Thursday, March 22, 2012

Phlogiston Theory

In 1667, Johann Becher published Physical Education. In it is found the first suggestion of what would later become the phlogiston theory. At Becher's time, alchemists believed that there were four classical elements: fire, water, air, and earth. In his book, Becher disputed this by eliminating fire and air and replacing them with three forms of earth. The third, terra pinguis, represented combustible properties. Becher believed that terra pinguis was a main feature of combustion which was released when substances capable of combustion were burned. Becher's theory was expanded in 1703 by a professor of medicine and chemestry called Georg Stahl who renamed terra pinguis phlogiston. The phlogistion theory as it is known today is mainly influenced by Stahl's representation.


The theory was an attempt of early scientists to explain the processes of burning, such as combustion. It states that phlogiston is a substance without color, smell, taste, or mass which is freed during the process of burning. A burned substance, now free of phlogiston, or "dephlogisticated", was considered to be in its true form. It was believed that oxygen was capable of absorbing only a certain amount of phlogiston, and that once it became fully phlogisticated it would no longer support the process of combustion. The fact that combustion stopped in an enclosed space supported this line of thought. Another relationship between oxygen and phlogiston that was believed was that phlogisticated air could not support life, since the job of air in the process of respiration was to remove phlogiston from the body.
Ironically, this early description was essentially opposite of oxygen's actual role in combustion.

• **Task 1**
Answer these questions from the post on phlogiston theory:
(a) In what year did Becher publish Physical Education?
(b) What new name did Georg Stahl give to terra pinguis?
(c) Which four qualities does the theory say phlogiston lacks?
• **Task 2**
Please reproduce the post on phlogiston theory word for word, starting at "The theory was" and ending at "from the body.".
• **Task 3**
Decide whether each statement agrees with the post on phlogiston theory. Answer yes or no and quote the words that settle it.
(a) Becher kept fire and air among his elements.
(b) Becher's theory was expanded in 1703.
(c) Combustion went on without stopping in an enclosed space.

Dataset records
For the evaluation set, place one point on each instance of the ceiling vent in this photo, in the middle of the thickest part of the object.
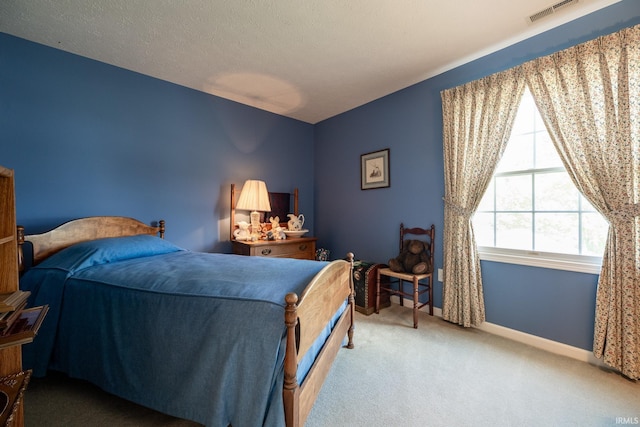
(551, 10)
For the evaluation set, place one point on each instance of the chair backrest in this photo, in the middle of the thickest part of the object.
(428, 235)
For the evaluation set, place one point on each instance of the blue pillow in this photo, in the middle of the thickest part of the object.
(112, 249)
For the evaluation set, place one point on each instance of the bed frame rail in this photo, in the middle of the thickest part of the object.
(318, 304)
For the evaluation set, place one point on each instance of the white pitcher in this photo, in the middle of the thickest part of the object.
(295, 223)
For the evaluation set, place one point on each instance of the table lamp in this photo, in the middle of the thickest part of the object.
(255, 198)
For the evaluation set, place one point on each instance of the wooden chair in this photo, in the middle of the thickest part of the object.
(422, 283)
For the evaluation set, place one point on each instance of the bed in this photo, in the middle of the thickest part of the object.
(215, 338)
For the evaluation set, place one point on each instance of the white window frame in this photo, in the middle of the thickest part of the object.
(557, 261)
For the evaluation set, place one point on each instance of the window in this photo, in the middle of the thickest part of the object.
(532, 213)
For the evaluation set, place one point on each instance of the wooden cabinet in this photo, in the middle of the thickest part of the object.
(11, 357)
(301, 248)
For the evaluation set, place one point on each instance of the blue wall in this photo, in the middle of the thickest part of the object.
(86, 138)
(553, 304)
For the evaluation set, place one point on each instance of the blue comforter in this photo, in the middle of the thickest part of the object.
(198, 336)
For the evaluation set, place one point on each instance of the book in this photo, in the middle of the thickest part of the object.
(25, 327)
(8, 317)
(12, 389)
(10, 301)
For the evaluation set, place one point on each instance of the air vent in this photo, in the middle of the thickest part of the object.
(551, 10)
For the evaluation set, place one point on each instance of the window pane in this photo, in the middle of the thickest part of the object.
(486, 204)
(483, 227)
(557, 232)
(586, 206)
(532, 203)
(555, 192)
(514, 230)
(546, 154)
(594, 234)
(518, 155)
(513, 193)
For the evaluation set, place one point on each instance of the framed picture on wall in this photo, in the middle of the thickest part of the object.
(374, 170)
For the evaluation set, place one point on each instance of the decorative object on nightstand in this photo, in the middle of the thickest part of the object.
(301, 248)
(254, 197)
(295, 223)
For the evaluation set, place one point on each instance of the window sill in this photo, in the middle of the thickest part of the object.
(577, 263)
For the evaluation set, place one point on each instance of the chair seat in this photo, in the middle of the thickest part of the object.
(404, 276)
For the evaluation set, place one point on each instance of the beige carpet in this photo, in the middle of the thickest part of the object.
(437, 375)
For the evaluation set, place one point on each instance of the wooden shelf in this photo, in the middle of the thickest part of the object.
(10, 357)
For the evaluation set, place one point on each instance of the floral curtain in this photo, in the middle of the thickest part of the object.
(589, 98)
(478, 118)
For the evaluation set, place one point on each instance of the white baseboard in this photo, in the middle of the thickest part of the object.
(522, 337)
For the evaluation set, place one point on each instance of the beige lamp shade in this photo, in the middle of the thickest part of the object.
(254, 197)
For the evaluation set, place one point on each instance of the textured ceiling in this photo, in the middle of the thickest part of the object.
(305, 59)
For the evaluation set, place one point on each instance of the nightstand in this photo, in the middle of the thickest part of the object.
(300, 248)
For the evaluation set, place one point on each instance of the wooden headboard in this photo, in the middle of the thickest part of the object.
(81, 230)
(232, 220)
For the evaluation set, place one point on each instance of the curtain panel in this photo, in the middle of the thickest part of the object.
(477, 122)
(589, 98)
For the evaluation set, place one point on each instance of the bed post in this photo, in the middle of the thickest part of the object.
(290, 390)
(20, 235)
(352, 301)
(161, 228)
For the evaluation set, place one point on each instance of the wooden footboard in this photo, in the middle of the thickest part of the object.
(305, 320)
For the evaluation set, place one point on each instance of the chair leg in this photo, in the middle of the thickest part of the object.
(415, 302)
(431, 296)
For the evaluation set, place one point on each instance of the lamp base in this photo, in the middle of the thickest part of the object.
(255, 223)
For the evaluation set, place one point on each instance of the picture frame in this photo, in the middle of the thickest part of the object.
(374, 170)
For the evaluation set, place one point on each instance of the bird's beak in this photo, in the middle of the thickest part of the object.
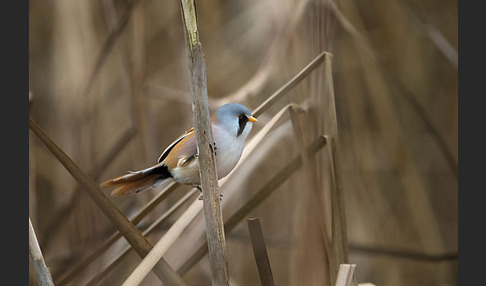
(252, 119)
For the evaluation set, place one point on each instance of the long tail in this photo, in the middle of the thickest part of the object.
(138, 181)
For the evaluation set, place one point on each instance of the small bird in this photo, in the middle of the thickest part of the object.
(230, 124)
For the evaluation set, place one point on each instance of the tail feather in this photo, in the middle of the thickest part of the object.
(138, 181)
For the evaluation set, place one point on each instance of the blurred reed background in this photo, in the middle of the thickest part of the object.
(109, 84)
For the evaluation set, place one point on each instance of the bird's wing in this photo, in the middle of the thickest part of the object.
(173, 144)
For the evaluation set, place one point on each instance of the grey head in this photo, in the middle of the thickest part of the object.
(235, 117)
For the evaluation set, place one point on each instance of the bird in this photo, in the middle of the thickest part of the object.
(230, 124)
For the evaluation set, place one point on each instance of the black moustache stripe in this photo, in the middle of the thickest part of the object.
(242, 123)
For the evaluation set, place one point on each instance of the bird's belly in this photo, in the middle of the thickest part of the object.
(226, 159)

• **Problem solution 1**
(a) 1667
(b) Phlogiston
(c) Color, smell, taste, and mass

• **Problem solution 2**
The theory was an attempt of early scientists to explain the processes of burning, such as combustion. It states that phlogiston is a substance without color, smell, taste, or mass which is freed during the process of burning. A burned substance, now free of phlogiston, or "dephlogisticated", was considered to be in its true form. It was believed that oxygen was capable of absorbing only a certain amount of phlogiston, and that once it became fully phlogisticated it would no longer support the process of combustion. The fact that combustion stopped in an enclosed space supported this line of thought. Another relationship between oxygen and phlogiston that was believed was that phlogisticated air could not support life, since the job of air in the process of respiration was to remove phlogiston from the body.

• **Problem solution 3**
(a) No: "Becher disputed this by eliminating fire and air and replacing them with three forms of earth"
(b) Yes: "Becher's theory was expanded in 1703"
(c) No: "The fact that combustion stopped in an enclosed space supported this line of thought."